Among the entries that follow, how many lines contain the string "cluster"? Answer with that number only.

Data records
********

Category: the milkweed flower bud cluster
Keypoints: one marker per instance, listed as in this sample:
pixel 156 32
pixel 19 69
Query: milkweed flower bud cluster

********

### The completed task
2